Locate every line in the listing below that contains the string "glowing" and copy each one out. Case counts.

──────── Dataset records

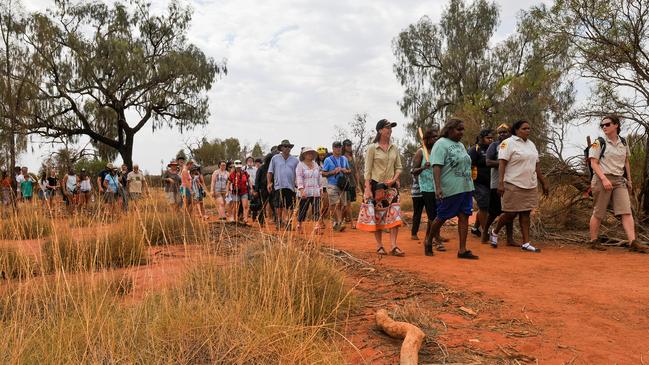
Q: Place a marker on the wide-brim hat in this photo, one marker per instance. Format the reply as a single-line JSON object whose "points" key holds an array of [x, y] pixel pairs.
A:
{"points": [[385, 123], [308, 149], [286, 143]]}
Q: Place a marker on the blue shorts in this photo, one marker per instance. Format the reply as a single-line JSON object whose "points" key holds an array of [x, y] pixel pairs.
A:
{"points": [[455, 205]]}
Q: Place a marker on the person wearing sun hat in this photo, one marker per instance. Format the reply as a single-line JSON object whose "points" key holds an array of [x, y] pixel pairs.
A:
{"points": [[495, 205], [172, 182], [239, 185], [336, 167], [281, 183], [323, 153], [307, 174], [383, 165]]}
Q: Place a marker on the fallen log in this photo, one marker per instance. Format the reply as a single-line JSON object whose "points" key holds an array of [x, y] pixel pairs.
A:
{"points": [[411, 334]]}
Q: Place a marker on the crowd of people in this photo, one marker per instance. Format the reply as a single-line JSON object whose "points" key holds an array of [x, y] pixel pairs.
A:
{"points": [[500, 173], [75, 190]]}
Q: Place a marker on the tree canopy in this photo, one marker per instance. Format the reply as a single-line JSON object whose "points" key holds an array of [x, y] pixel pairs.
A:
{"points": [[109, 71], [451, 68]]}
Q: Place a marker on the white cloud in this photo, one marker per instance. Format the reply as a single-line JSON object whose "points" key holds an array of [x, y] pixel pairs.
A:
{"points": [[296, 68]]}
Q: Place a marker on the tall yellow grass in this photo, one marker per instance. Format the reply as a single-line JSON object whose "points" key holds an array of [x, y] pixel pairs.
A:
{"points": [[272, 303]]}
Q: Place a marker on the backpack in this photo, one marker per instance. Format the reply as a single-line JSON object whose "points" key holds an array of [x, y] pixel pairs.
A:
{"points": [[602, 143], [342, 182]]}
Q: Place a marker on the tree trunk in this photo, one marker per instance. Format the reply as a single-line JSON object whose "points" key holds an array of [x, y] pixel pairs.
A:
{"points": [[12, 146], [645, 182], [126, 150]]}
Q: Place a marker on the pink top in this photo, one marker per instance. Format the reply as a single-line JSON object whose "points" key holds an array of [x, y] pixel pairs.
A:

────────────────
──────── Dataset records

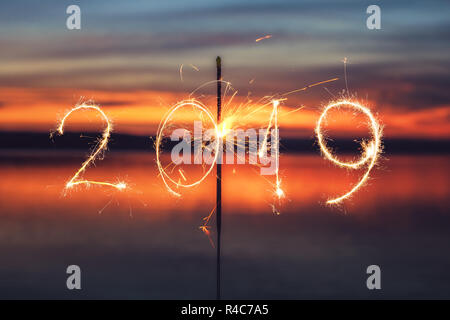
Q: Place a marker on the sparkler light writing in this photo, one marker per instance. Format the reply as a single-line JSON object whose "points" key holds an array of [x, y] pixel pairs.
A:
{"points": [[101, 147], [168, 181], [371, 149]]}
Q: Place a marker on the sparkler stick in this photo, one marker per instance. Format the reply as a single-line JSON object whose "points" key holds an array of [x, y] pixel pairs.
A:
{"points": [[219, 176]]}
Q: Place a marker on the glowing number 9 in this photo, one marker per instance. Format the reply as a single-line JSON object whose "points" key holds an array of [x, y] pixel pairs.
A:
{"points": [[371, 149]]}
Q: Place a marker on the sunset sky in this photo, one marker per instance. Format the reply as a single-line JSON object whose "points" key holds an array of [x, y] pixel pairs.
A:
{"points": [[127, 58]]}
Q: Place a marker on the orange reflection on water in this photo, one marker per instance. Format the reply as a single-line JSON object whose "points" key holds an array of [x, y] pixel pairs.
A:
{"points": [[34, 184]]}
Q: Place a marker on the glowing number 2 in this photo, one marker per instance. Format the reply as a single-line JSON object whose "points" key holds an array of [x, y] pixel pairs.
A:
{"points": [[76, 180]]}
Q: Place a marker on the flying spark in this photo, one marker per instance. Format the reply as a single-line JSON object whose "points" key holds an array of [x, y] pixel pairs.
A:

────────────────

## Written response
Q: Place a marker on the glowing number 9 in this photo, one marker per instance. Format the reply as a single-line JSON object whose "points" key holds an array of [x, y] pixel pairs.
Q: Place a marker on the glowing number 2 in this photo, one marker per instance. Format the reply as a single-line JSON object whose "points" key holds an array of [x, y] pixel pairs.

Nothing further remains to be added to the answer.